Work to complete
Reproduce the data below with "image" substituted for every occurrence of "photo" and all other text unchanged. Do not include the pictures in your answer.

Excerpts from a point labeling dataset:
──────
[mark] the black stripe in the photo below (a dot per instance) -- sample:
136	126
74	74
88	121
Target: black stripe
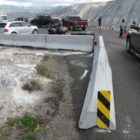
104	101
102	117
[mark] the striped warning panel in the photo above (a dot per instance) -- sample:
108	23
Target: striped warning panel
103	109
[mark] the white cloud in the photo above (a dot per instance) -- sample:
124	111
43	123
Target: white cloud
46	3
15	3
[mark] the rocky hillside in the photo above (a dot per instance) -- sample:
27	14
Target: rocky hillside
111	12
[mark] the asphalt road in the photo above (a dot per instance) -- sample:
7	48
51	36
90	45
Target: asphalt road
126	83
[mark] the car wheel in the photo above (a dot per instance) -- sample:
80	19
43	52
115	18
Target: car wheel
35	32
128	46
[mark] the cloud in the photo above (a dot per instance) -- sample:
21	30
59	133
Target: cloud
45	3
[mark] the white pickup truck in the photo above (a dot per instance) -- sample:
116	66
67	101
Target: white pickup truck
3	18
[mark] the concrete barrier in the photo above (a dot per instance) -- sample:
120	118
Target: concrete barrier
64	42
37	41
70	42
100	79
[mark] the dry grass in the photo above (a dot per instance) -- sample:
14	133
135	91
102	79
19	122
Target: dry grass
──────
Task output
[mark] the black stripe in the image below (a dot per instance) -- sample:
136	126
74	74
88	121
Target: black stripe
104	101
102	117
[mark] the striped warning panel in the image above (a dot per instance) -- sample:
108	23
Target: striped warning panel
103	109
[mark] the white cloud in the image above (a dot per instance) -- sample:
124	111
43	123
Target: white cloud
46	3
15	3
[mark] the rocky hillside in the image above (a dot per instance) -- sample:
27	14
Target: rocky hillside
111	12
[mark] the asphalt road in the image above (a dot per instance) -- sample:
7	48
51	36
90	45
Target: asphalt road
126	83
[mark] the car wheel in the image above (a dot per instance) -- sample:
80	19
43	52
115	18
Target: car wheel
35	32
128	46
[mark] the cloud in the image above (a dot per instance) -- sample:
21	30
59	133
Target: cloud
45	3
[mark] the white pickup truck in the image above (a dot per instance) -- sample:
116	66
67	101
Target: white pickup truck
3	18
[mark] the concrete barrier in the image above (a dot per instance) -- sample:
120	118
Target: concrete barrier
64	42
37	41
70	42
100	79
[mark] the dry grass in the image above (a dot per instance) -- sample:
14	133
135	91
102	79
19	122
Target: dry grass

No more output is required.